__GIVEN INSTRUCTION 1__:
From the text about the Albi Institute below, list every field or form of work that Tamer Nafar is expanding his artistic career to include.

__TEXT TO READ__:
*-*-*

Albi Institute influences the creative industries in Israel through pipeline programs that shift the context of creative production in Israel. With the realities of Israeli audiences and politics in mind, these programs seek to expand the space for critical voices in cultural production across fields and industries to thrive and be true vehicles for change.
Flagship Artists
Albi supports a cohort of flagship artists whose very being and creative drive embody the values we seek to promote in the world. These artists may be writing books, performing comedy, or weaving baskets. We’ll support them wherever their creative drive takes them.
2023 & 2024:
Tamer Nafar
Rapper
is world renowned as the first Arabic-language rapper, and his band DAM was the first ever Palestinian hip hop group. Launched in 2001, DAM became a household name for Palestinians in Israel, the Occupied Territories, and the diaspora. Today, Tamer is expanding his artistic career to include film and television acting, theater acting, English-language rapping, and writing. He is working on an imagined memoir and a graphic novel, both of which have gained the interest of major publishers. His English EP is signed with a major record label. Tamer has always pushed boundaries in his work and as our flagship artist, he’ll have more resources to continue expanding and pushing in new areas.

*-*-*

__RECORDS SUPPLIED__:

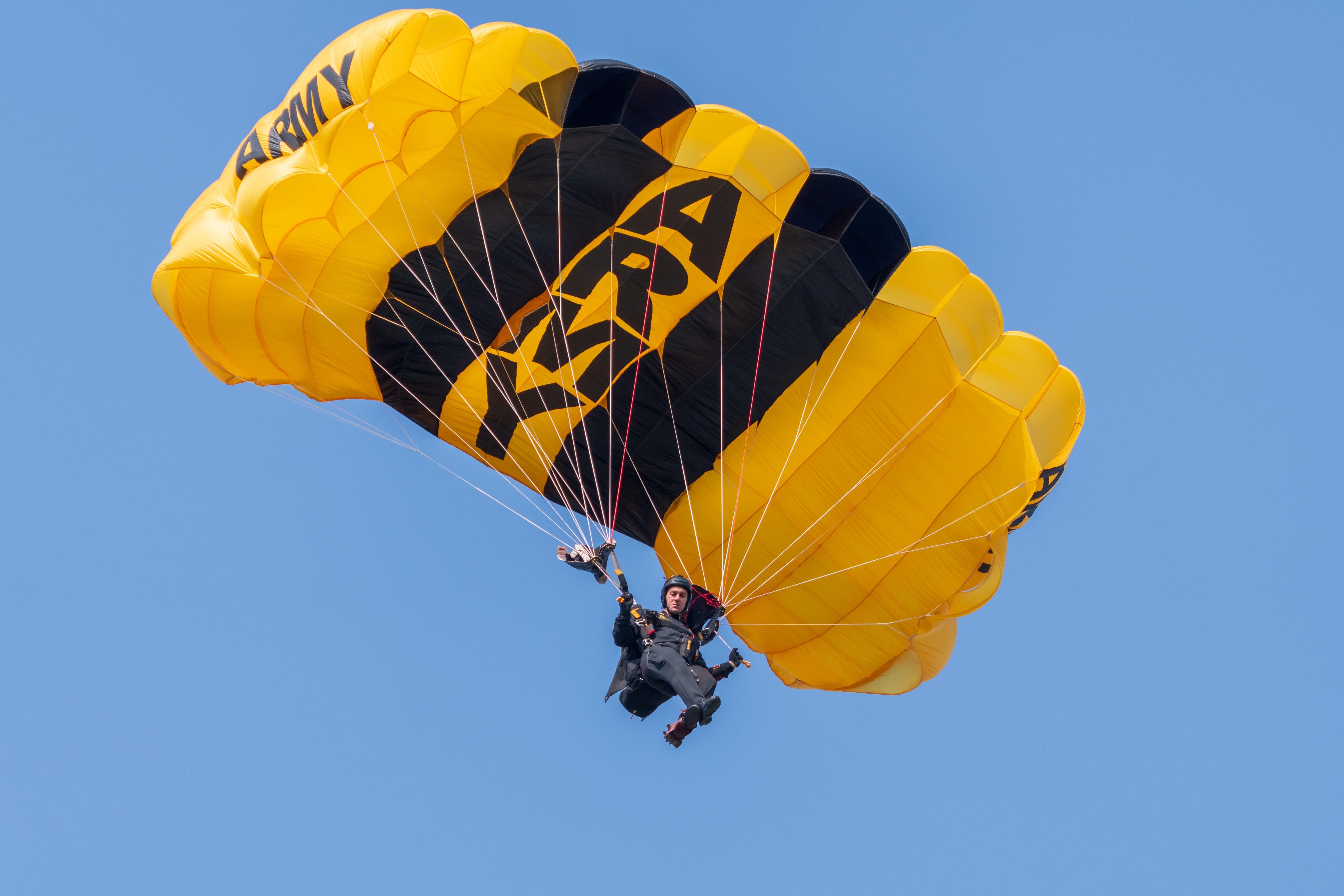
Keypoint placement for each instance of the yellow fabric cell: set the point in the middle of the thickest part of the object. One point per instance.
(1015, 370)
(925, 280)
(1057, 420)
(971, 322)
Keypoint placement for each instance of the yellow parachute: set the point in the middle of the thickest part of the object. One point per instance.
(654, 314)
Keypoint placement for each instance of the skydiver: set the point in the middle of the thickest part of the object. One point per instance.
(660, 652)
(660, 656)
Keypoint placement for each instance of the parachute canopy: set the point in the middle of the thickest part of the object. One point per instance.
(652, 312)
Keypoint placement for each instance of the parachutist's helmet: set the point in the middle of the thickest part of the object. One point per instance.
(677, 582)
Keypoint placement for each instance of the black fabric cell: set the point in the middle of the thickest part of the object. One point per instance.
(616, 93)
(446, 303)
(816, 292)
(835, 205)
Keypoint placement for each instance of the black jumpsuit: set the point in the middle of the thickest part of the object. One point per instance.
(668, 666)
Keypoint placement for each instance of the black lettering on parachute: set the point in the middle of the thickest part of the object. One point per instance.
(1049, 477)
(634, 271)
(294, 127)
(710, 236)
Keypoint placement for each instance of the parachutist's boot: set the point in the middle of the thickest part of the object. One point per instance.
(588, 559)
(678, 731)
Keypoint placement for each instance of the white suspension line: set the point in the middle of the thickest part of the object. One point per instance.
(369, 428)
(804, 418)
(312, 305)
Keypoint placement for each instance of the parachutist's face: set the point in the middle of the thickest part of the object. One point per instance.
(678, 598)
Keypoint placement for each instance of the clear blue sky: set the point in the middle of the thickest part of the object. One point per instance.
(248, 651)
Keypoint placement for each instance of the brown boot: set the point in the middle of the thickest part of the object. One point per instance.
(678, 731)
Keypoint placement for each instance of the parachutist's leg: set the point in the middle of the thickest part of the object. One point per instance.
(697, 691)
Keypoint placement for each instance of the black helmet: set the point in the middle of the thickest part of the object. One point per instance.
(674, 582)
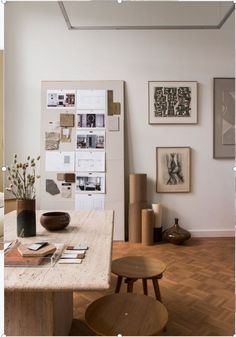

*-*-*

__GIVEN INSTRUCTION 2__:
Tally the lines in the rows above that contain the string "boot". Case counts. Give only the number.

__FULL RESPONSE 1__:
- Film and television acting
- Theater acting
- English-language rapping
- Writing

__FULL RESPONSE 2__:
2